─── BRANO DEL DOCUMENTO

GEOPOLITICA E GRANDE ARTE

Di Gianna Ganis

Quando lo scorso novembre fu battuto all’asta da Christie’s a New York per la cifra record di 450 milioni di dollari, i media di tutto il mondo si chiesero chi fosse l’acquirente anonimo del Salvator Mundi, il dipinto di Leonardo da Vinci, diventato l’opera d’arte più costosa della storia mai battuta all’asta. Il famoso dipinto è un olio su tavola (66×46 cm) attribuito a Leonardo da Vinci, databile al 1499 la cui autenticità è stata confermata nel 2010.

A distanza di 4 mesi il Daily Mail rivela che l’acquisto fu portato a termine dal principe Bader bin Abdullah come prestanome dell’erede al trono dell’Arabia Saudita, Mohammed Bin Salman detto MBS. Il tabloid racconta anche l’incredibile equivoco “geopolitico” che si è consumato dietro alla favolosa asta e che ha fatto lievitare esageratamente il prezzo del dipinto.

──────

> _RICHIESTA SCRITTA 1_: Indica se ciascuna affermazione concorda con l'articolo sul Salvator Mundi, rispondendo sì o no e citando le parole decisive del testo. (a) Il dipinto fu venduto all'asta da Christie's a New York. (b) L'autenticità del dipinto fu confermata nel 1499. (c) L'identità dell'acquirente è stata rivelata dal Daily Mail.
> _RICHIESTA SCRITTA 2_: Secondo l'articolo sul Salvator Mundi, per conto di chi il principe Bader bin Abdullah acquistò il dipinto?
> _RICHIESTA SCRITTA 3_: Riprendi l'articolo sul Salvator Mundi e proseguilo dopo la sua ultima frase.

─── DATI REGISTRATI

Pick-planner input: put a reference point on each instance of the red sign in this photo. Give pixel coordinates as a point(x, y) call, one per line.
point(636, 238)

──────

> _RISPOSTA ESERCIZIO 1_:
(a) Sì: "fu battuto all’asta da Christie’s a New York".
(b) No: "databile al 1499 la cui autenticità è stata confermata nel 2010".
(c) Sì: "il Daily Mail rivela che l’acquisto fu portato a termine dal principe Bader bin Abdullah".

> _RISPOSTA ESERCIZIO 2_: Per conto dell'erede al trono dell'Arabia Saudita, Mohammed Bin Salman, detto MBS.

> _RISPOSTA ESERCIZIO 3_:
Secondo la ricostruzione del Daily Mail il principe saudita MBS decise di acquistare il Salvator Mundi per un solo motivo: non farlo finire nella mani dei nemici del Qatar. Ma a quanto pare a partecipare in maniera anonima all’asta milionaria non furono i nemici qatariani, bensì un rappresentante degli Emirati Arabi Uniti, paese amico dell’Arabia Saudita che voleva acquistare il dipinto per il nuovo museo del Louvre di Abu Dhabi.

Durante la contrattazione al rialzo durata una ventina di minuti, entrambi i contendenti pensavano che dietro i rilanci ci fosse il Qatar, feroce rivale in Medio Oriente sia dell’Arabia Saudita sia degli Emirati Arabi Uniti e perciò portarono l’asta fino alla cifra astronomica di 450 milioni di dollari. Solo alla fine della contesa, quando gli Emirati cedettero, i due contendenti seppero che il Qatar non aveva mostrato alcun interesse all’acquisto del quadro.

Poche ore dopo l’acquisto del Salvator Mundi, l’erede al trono saudita MBS fu vittima di un’ulteriore beffa. Venne a sapere infatti che l’anno prima dell’asta – spiega una fonte anonima al Daily Mail – il dipinto era stato offerto per soli 80 milioni al Qatar da Dmitrij Rybolovlev, il miliardario russo che al tempo possedeva il Salvator Mundi che aveva pagato a sua volta un centinaio di milioni. I rappresentanti del Qatar l’avevano esaminato, e valutando fosse troppo cristiano per la loro collezione, rifiutarono l’acquisto.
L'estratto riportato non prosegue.